▸ **EXERCISE AIM**
In the data below, take the part that opens with the line containing "Analyze the photograph above and locate the yellow plastic" and closes with the line containing "[235,237,268,270]". Write out only that part again, with "Coordinates" replaced by "Bounding boxes" wherever it appears and everything else left unchanged.

▸ **RAW RECORDS**
================================
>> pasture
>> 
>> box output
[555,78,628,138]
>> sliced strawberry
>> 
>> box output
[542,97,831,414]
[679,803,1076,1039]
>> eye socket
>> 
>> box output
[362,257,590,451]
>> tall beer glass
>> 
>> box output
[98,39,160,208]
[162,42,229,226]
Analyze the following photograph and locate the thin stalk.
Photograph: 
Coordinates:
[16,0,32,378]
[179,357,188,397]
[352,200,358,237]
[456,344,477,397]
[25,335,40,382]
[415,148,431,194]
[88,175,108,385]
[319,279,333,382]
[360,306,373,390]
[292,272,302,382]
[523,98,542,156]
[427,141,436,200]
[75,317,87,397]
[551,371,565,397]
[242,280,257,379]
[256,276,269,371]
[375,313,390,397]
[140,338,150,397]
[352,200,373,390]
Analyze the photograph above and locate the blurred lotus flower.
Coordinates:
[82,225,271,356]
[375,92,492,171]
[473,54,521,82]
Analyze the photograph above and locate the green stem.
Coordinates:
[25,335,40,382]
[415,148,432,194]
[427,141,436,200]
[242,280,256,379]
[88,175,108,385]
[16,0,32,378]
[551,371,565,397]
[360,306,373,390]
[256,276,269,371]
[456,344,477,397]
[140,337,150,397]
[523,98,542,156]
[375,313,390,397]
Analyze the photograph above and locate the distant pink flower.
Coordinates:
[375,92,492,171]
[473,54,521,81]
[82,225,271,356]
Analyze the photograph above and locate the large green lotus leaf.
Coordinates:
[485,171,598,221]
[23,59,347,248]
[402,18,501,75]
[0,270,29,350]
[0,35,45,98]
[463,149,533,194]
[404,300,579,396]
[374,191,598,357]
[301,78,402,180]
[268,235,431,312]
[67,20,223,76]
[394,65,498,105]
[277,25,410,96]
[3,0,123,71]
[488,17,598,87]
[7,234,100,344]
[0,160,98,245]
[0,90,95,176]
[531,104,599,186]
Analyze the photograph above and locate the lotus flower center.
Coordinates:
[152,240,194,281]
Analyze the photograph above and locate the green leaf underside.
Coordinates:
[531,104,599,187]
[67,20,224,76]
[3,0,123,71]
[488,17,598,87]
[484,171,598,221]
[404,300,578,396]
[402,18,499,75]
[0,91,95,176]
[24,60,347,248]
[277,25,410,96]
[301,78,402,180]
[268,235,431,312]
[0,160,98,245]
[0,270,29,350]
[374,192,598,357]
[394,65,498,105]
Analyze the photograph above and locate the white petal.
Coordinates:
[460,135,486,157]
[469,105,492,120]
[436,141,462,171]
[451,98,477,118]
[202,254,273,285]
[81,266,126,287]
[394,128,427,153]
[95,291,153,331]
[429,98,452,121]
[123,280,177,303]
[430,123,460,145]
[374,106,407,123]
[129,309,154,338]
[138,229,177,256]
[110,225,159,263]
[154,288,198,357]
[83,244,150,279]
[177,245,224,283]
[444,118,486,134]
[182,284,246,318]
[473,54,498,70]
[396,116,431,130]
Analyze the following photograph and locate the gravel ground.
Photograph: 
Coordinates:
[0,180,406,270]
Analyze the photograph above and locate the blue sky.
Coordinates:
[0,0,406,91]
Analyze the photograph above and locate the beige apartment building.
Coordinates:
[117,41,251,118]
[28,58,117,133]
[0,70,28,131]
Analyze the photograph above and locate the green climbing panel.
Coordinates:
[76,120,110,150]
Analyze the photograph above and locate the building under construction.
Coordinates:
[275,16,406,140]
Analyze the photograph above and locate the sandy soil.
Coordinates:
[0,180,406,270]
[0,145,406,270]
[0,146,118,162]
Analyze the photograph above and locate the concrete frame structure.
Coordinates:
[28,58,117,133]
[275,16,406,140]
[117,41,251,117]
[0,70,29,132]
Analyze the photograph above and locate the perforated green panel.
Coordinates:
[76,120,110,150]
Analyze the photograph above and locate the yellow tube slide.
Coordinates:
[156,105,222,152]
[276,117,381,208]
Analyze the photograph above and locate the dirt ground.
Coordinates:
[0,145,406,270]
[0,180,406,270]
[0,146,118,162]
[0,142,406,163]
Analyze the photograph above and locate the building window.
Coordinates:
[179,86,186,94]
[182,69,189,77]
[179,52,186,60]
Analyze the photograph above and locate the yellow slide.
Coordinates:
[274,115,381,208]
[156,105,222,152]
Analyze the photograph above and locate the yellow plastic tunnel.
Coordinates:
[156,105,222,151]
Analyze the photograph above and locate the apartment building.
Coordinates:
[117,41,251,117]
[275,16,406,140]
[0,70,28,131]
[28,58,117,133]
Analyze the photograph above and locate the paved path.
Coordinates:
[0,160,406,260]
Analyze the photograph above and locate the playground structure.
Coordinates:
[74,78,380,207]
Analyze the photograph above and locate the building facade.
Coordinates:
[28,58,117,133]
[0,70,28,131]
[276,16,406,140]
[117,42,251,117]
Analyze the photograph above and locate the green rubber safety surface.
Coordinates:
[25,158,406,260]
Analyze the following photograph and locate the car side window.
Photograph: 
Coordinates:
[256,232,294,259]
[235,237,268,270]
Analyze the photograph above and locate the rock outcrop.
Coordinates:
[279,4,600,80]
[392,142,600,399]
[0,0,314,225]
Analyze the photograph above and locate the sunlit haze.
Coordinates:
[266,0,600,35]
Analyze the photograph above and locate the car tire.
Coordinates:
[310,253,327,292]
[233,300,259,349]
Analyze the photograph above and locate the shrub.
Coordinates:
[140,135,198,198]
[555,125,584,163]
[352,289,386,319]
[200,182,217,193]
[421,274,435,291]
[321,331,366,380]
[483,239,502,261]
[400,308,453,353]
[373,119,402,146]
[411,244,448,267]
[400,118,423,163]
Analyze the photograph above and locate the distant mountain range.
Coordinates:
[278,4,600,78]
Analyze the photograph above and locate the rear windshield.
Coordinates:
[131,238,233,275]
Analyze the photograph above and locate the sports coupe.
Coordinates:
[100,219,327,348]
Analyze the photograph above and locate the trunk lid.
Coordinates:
================================
▸ **THE SOLUTION**
Analyze the photograph above and locate the yellow plastic tunnel.
Bounding boxes:
[156,105,222,151]
Analyze the photograph above and locate the apartment building.
Bounding boxes:
[117,41,251,117]
[275,16,406,140]
[0,70,28,131]
[28,58,117,133]
Analyze the photograph above and locate the paved path.
Bounding boxes:
[0,160,406,260]
Analyze the photograph above and locate the playground structure.
Bounding boxes:
[74,78,380,207]
Analyze the photograph above and locate the building facade.
Bounding boxes:
[28,58,117,133]
[0,70,28,131]
[276,16,406,140]
[117,42,251,117]
Analyze the photograph above and locate the green rubber safety surface.
Bounding boxes:
[25,158,406,260]
Analyze the following photograph and locate the car side window.
Photograph: 
Bounding boxes:
[256,232,294,259]
[235,237,268,270]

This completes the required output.